Mark: Well so first of all to your point earlier, cloud is like this phrase that encompasses everything. Even the sun now is cloudy, so I think as you get into these conversations, you have to be a little bit more specific. But I think—and I’m not meaning your question, but I think initially there was a lot of concern about security in the cloud, and it’s what you said. It’s the unknown. I can’t hug the box. I can’t look at it, but the harsh reality is—especially what I would call medium-size companies, and a lot of household names are still medium-size companies—when it comes to technology, the challenge is that they don’t have a full-time dedicated IT staff. I was talking about sports and entertainment. They’re notorious for having one or two people from a security perspective. You know let’s face it, those are all household names. And people, both good people and bad people, are trying to access their systems on an ongoing basis. So what I’ve found is that when you move to the cloud, typically you have dedicated, focused security services that are a part of the services that are being provided for that particular infrastructure. So if anything what I think is bearing out is that cloud in many respects is—maybe it’s not always but it can be more secure than you running a system in your data center. You know, not just because of the cyber part but the environmentals. I mean I went into a customer one day and they had an AS/400 system literally sitting next to the water cooler—I mean literally three feet from the water cooler. So I’m thinking to myself what happens if that thing like breaks or you know, the thing stopping the water runs all over. So in many cases, you have that plus you’ve got typically more redundancy in a CAT5 data center than you might have in a customer’s closet in the back where they run it. So you know security can take a lot of forms, right? It’s not just cybersecurity, but cybersecurity is typically, to your point, the one that most people think about.
Paul: Yeah. So one of the things—I just want to maybe swing back on a little bit. When you were talking about your staff and the distributed stuff—and I know in conversation with you earlier, you have a pretty experienced workforce, haven’t you?
Mark: Yeah, we’ve been fortunate. As I kid people, I’m old so I’ve been around a long time and I know a lot of people. So I’ll tell you that probably 80% of Flagship Solutions Group are people that either work for me or work for people that are here that work for me, or in some way or another are in this network of people that we collectively know. So we’ve been fortunate in that respect, especially when it comes to engineering talent. The challenge is, especially in some of your legacy systems, is you know, the workload keeps on and a lot of the people are retiring or doing other things. So I think that’s been a challenge. For us for the most part it hasn’t been. I will tell you though, and this is really kind of a, I say post-Covid—I don’t even know if we’re really post anything, but at this current stage in our lifetime with Covid—is I do know several of our customers are having trouble hiring and retaining what I would call sort of, in no disgrace to these jobs but what I would call sort of mid to lower level IT skills, which are still important skills but a lot of times what I think people consider to be some of the mundane tasks like you know, patches and updates and those kinds of things. And back to your security questions, those have become—you know when we first got into the patch management business, we did it because it was part of the infrastructure play. It had nothing at that point in time really to do with security. Now it's front and center in security, all these zero-day viruses and all those things. If you’re not current, they can exploit your system. But again, it’s not an exciting part of the job. It’s not a revenue-producing aspect of IT, that’s for certain. Now it can be revenue draining if you get hacked because you don’t have an upgrade and then you spend two months fighting a ransomware attack, but the bottom line is is that what we’re seeing is a lot of our clients are having trouble [attracting] that sort of what I would call mid-tier engineering talent, and I think that also makes it more ripe for managed service providers like us that have those kinds of skills on hand to be able to provide that service at a competitive rate to the clients.

**PROMPT 1**
Translate this sentence from the interview into Spanish: "And people, both good people and bad people, are trying to access their systems on an ongoing basis."
**PROMPT 2**
In the interview, where was the customer's AS/400 system sitting?
**PROMPT 3**
Write out the stretch of the interview from "Paul: Yeah. So" through "workforce, haven’t you?".

**AVAILABLE DATA**
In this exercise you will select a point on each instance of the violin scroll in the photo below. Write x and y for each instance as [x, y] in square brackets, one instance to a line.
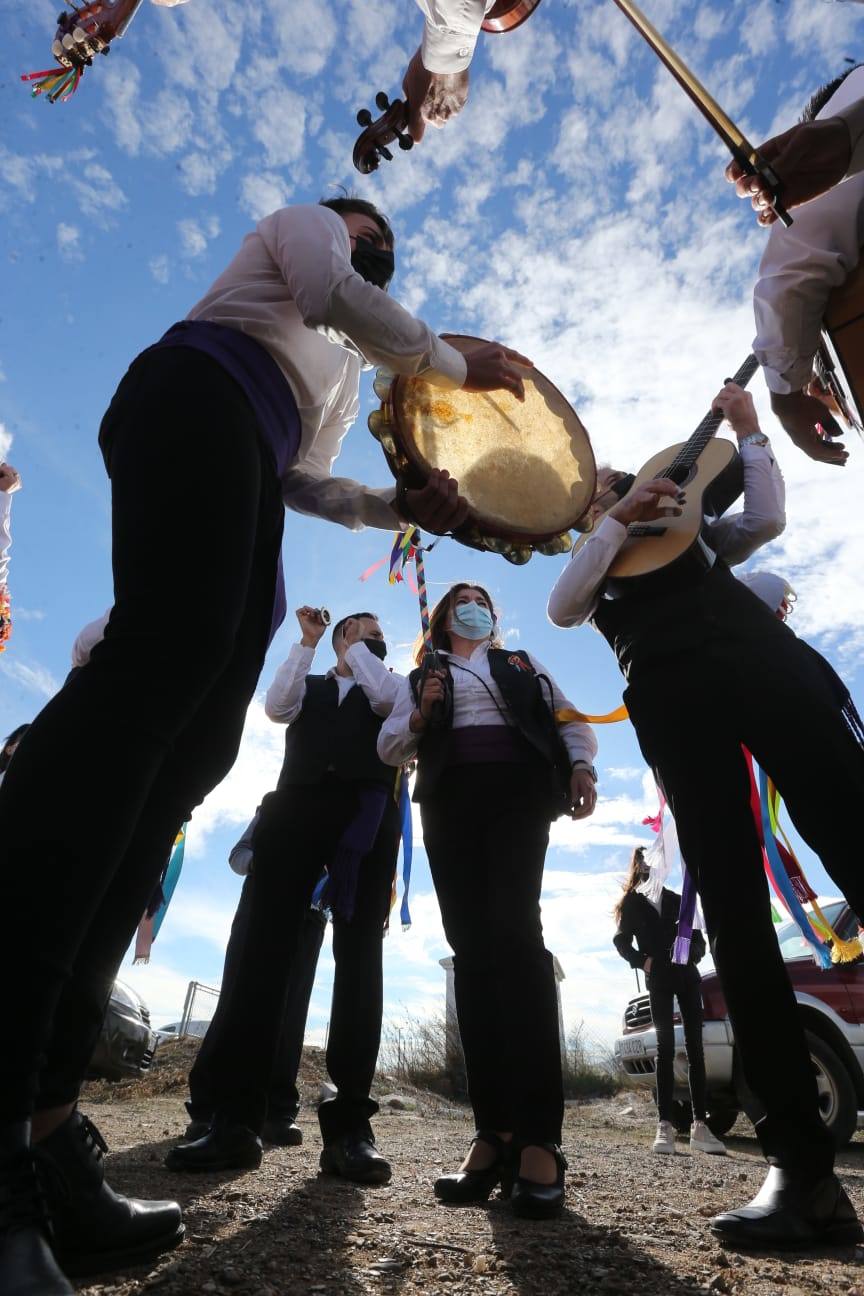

**TASK RESULT 1**
Y las personas, tanto las buenas como las malas, intentan acceder a sus sistemas de manera continua.

**TASK RESULT 2**
Literally three feet from the water cooler.

**TASK RESULT 3**
Paul: Yeah. So one of the things—I just want to maybe swing back on a little bit. When you were talking about your staff and the distributed stuff—and I know in conversation with you earlier, you have a pretty experienced workforce, haven’t you?